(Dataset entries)
====

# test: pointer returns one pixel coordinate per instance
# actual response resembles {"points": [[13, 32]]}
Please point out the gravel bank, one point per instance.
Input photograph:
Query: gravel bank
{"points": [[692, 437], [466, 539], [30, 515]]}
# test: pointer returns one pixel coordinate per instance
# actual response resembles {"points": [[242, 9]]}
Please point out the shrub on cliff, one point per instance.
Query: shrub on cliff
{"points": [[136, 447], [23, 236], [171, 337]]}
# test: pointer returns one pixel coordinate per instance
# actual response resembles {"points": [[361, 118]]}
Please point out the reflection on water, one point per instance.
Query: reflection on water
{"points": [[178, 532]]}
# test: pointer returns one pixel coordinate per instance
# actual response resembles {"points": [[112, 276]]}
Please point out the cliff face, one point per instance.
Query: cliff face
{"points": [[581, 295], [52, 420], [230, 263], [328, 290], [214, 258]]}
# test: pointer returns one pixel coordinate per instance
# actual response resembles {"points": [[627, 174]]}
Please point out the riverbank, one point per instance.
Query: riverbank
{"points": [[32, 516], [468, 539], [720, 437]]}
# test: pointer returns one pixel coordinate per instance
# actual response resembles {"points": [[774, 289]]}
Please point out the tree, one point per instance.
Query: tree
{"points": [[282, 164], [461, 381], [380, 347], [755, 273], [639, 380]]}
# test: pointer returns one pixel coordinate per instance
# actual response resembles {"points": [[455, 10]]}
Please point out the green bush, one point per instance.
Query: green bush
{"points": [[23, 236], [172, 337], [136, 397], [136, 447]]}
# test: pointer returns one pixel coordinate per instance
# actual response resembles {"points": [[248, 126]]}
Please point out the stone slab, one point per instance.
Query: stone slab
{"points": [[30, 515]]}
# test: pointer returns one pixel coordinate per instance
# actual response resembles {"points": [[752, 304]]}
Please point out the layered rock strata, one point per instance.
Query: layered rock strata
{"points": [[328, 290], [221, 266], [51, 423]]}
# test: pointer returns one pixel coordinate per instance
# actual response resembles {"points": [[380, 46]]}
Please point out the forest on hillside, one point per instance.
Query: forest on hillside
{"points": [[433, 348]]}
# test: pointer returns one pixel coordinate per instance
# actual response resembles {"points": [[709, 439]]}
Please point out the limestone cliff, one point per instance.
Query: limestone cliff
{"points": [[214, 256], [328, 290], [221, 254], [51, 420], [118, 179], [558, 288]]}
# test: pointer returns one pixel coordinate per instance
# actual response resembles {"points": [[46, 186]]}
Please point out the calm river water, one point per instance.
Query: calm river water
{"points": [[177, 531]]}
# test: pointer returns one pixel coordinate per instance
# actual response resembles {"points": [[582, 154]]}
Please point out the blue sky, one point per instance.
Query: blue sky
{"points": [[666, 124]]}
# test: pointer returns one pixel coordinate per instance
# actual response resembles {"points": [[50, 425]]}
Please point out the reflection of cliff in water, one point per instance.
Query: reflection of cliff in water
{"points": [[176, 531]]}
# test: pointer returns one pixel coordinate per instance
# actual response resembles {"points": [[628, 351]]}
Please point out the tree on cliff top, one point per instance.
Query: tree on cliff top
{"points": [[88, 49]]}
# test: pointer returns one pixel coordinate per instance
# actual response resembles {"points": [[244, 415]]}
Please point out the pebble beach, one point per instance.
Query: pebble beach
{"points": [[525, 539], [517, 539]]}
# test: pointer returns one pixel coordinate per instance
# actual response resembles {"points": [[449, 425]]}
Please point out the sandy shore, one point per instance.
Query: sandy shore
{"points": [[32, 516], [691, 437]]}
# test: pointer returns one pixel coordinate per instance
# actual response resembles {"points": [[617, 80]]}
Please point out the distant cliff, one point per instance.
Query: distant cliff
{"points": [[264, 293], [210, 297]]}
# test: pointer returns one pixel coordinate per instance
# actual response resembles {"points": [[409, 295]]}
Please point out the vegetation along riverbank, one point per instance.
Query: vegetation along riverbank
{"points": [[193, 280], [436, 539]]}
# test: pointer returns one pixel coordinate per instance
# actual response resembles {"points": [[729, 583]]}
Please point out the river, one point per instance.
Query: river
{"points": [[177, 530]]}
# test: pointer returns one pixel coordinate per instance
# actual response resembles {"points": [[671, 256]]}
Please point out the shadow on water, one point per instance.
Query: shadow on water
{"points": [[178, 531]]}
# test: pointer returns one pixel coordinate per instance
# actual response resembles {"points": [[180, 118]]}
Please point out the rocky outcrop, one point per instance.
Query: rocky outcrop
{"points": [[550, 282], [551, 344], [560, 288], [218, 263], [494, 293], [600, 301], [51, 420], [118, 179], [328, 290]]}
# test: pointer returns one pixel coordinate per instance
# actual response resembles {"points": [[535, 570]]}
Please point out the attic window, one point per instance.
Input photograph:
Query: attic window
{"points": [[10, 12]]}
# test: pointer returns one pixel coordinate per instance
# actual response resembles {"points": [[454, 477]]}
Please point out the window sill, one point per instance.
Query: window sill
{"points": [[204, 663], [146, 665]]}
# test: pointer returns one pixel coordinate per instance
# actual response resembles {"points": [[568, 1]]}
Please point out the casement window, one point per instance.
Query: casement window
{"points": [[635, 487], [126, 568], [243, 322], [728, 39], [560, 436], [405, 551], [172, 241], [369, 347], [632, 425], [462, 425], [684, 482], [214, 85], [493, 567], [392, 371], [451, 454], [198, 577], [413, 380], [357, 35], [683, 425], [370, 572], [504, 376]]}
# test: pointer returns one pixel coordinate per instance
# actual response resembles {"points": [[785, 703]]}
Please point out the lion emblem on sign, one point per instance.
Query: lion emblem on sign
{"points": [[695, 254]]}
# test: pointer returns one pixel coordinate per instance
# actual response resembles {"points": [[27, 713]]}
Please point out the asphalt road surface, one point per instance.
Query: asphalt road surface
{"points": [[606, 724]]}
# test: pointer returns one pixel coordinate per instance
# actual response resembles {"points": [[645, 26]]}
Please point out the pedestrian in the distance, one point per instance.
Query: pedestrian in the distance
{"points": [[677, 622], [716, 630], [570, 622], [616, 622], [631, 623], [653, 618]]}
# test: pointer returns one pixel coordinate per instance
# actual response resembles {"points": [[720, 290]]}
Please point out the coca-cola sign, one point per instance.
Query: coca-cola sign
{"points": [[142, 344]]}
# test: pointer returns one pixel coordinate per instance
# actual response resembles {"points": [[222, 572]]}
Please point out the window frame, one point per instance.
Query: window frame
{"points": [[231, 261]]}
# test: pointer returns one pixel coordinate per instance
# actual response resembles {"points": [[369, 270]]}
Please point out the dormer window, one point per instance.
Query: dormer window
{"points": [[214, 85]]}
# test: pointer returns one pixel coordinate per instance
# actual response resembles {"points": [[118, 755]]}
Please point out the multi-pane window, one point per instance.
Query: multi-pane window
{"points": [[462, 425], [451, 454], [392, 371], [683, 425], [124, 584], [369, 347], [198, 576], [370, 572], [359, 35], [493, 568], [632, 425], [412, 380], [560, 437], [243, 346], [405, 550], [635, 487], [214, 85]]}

====

### Try it
Your task is to transcribe all of the entries word for word.

### Reply to the exercise
# test: pointer returns one pixel coordinate per instance
# actual response resembles {"points": [[13, 32]]}
Please point out the gravel bank, one point per instance.
Input photograph:
Query: gravel bank
{"points": [[692, 437], [466, 539], [30, 515]]}
# test: pointer returns one pixel coordinate per instance
# actual response resembles {"points": [[242, 9]]}
Please point out the shrub on cliff, one point per instance.
Query: shrub on cliff
{"points": [[136, 447], [23, 236], [171, 337]]}
# test: pointer returns one pixel coordinate per instance
# actual response resembles {"points": [[361, 118]]}
Please point out the reflection on water, one point per instance.
Query: reflection on water
{"points": [[178, 532]]}
# test: pointer returns one pixel coordinate per instance
# actual response resembles {"points": [[112, 276]]}
Please point out the cliff face, one point per instance.
Query: cliff face
{"points": [[581, 295], [52, 420], [230, 263], [328, 290], [214, 258]]}
# test: pointer returns one pixel coordinate per instance
# actual response resembles {"points": [[627, 174]]}
Please point out the riverbank, one point per instance.
Query: riverbank
{"points": [[32, 516], [468, 539], [720, 437]]}
# test: pointer returns one pixel coordinate per instance
# actual response resembles {"points": [[774, 289]]}
Please point out the tree, one point per instance.
Query: tree
{"points": [[282, 164], [461, 381], [380, 347], [755, 273], [639, 380]]}
# test: pointer returns one pixel coordinate per instance
# actual response resembles {"points": [[455, 10]]}
Please point out the green bush, one point per instance.
Query: green bush
{"points": [[23, 236], [172, 337], [136, 397], [136, 447]]}
# test: pointer returns one pixel coordinate per instance
# actual response resembles {"points": [[248, 126]]}
Please point out the stone slab, one point per instance.
Query: stone slab
{"points": [[30, 515]]}
# test: pointer returns one pixel coordinate per instance
# actual response resembles {"points": [[752, 304]]}
Please point out the layered rock strata, one point per instance.
Query: layered rock strata
{"points": [[328, 290], [221, 266], [51, 423]]}
# test: pointer returns one pixel coordinate per instance
# actual response resembles {"points": [[380, 46]]}
Please point out the forest on hillside, one point per instance.
Query: forest on hillside
{"points": [[433, 348]]}
# test: pointer returns one pixel coordinate per instance
# actual response resembles {"points": [[709, 439]]}
Please point out the limestone cliff, one point per instance.
Query: limestone cliff
{"points": [[214, 256], [328, 290], [221, 254], [51, 420], [118, 179], [558, 288]]}
# test: pointer returns one pixel coordinate per instance
# actual response resembles {"points": [[46, 186]]}
Please point out the calm river water, one point per instance.
Query: calm river water
{"points": [[177, 531]]}
# test: pointer returns one pixel coordinate per instance
# actual response resembles {"points": [[582, 154]]}
Please point out the blue sky, one point per instance.
Query: blue sky
{"points": [[666, 124]]}
# test: pointer returns one pixel coordinate per instance
# actual response resembles {"points": [[50, 425]]}
Please point out the reflection of cliff in water, one point per instance.
Query: reflection of cliff in water
{"points": [[176, 531]]}
# test: pointer returns one pixel coordinate per instance
# actual response resembles {"points": [[628, 351]]}
Please point out the tree on cliff top, one point per instance.
Query: tree on cliff top
{"points": [[88, 49]]}
# test: pointer returns one pixel coordinate per instance
# actual response resembles {"points": [[244, 415]]}
Please point out the pebble beach, one point per instance.
Query: pebble beach
{"points": [[525, 539], [517, 539]]}
# test: pointer returns one pixel coordinate per instance
# actual response resembles {"points": [[449, 425]]}
Please point out the sandy shore, one point per instance.
Query: sandy shore
{"points": [[32, 516], [691, 437]]}
# test: pointer returns one pixel coordinate per instance
# actual response resembles {"points": [[617, 80]]}
Please point out the distant cliff, one point per instance.
Query: distant cliff
{"points": [[264, 293], [210, 297]]}
# test: pointer returns one pixel coordinate per instance
# actual response resembles {"points": [[409, 295]]}
Please point out the vegetation along riverbank, one point per instance.
Query: vegetation along riverbank
{"points": [[193, 280], [436, 539]]}
# test: pointer returns one pixel coordinate per instance
# actual response resembles {"points": [[729, 583]]}
Please point out the river, one point per instance.
Query: river
{"points": [[177, 530]]}
# test: pointer returns one pixel coordinate per instance
# actual response resembles {"points": [[671, 256]]}
Please point out the shadow on water, one point per instance.
Query: shadow on water
{"points": [[178, 531]]}
# test: pointer returns one pixel coordinate per instance
# actual response resembles {"points": [[180, 118]]}
Please point out the rocky outcrop, one point per instance.
Query: rocky outcrop
{"points": [[550, 282], [551, 344], [560, 288], [218, 263], [494, 293], [600, 301], [51, 420], [118, 179], [328, 290]]}
# test: pointer returns one pixel coordinate per instance
# actual response resembles {"points": [[535, 570]]}
Please point out the attic window, one point per instance.
Input photograph:
Query: attic window
{"points": [[10, 12]]}
# test: pointer returns one pixel coordinate per instance
# actual response resembles {"points": [[454, 477]]}
Please point out the window sill, one point per instance.
Query: window sill
{"points": [[204, 663], [146, 665]]}
# test: pointer returns one pixel coordinate per instance
# actual response resembles {"points": [[568, 1]]}
Please point out the casement window, one point per instance.
Query: casement window
{"points": [[635, 487], [126, 568], [243, 322], [728, 39], [560, 436], [405, 551], [172, 241], [369, 347], [632, 425], [462, 425], [684, 482], [214, 85], [493, 567], [392, 371], [451, 454], [198, 577], [413, 380], [357, 35], [683, 425], [370, 572], [504, 376]]}
# test: pointer returns one pixel coordinate per instance
# actual response resembles {"points": [[785, 703]]}
Please point out the lion emblem on sign, one point per instance.
Query: lion emblem on sign
{"points": [[695, 254]]}
# test: pointer returns one pixel coordinate per instance
# actual response resembles {"points": [[27, 713]]}
Please point out the asphalt road surface, one point per instance.
Query: asphalt road surface
{"points": [[606, 724]]}
# test: pointer returns one pixel coordinate per instance
# actual response resembles {"points": [[645, 26]]}
Please point out the pedestrian in the distance, one point per instance.
Query: pedestrian in the distance
{"points": [[677, 622], [716, 630], [570, 622], [616, 622], [631, 623], [653, 618]]}
# test: pointer returns one pixel coordinate per instance
# actual response resembles {"points": [[720, 290]]}
Please point out the coca-cola sign, one point per instance.
Query: coca-cola sign
{"points": [[142, 344]]}
# test: pointer returns one pixel coordinate per instance
# actual response resembles {"points": [[222, 572]]}
Please point out the window frame, one point per instance.
Query: window frame
{"points": [[231, 261]]}
# test: pointer returns one pixel coordinate per instance
# actual response resembles {"points": [[369, 270]]}
Please point out the dormer window, one point per instance.
Query: dormer window
{"points": [[214, 85]]}
# test: pointer returns one pixel coordinate per instance
# actual response resembles {"points": [[118, 755]]}
Please point out the multi-pane window, one point per instance.
Query: multi-pane window
{"points": [[462, 425], [451, 454], [392, 371], [683, 425], [124, 584], [369, 347], [198, 576], [370, 572], [359, 35], [493, 568], [632, 425], [412, 380], [560, 437], [243, 346], [405, 550], [635, 487], [214, 85]]}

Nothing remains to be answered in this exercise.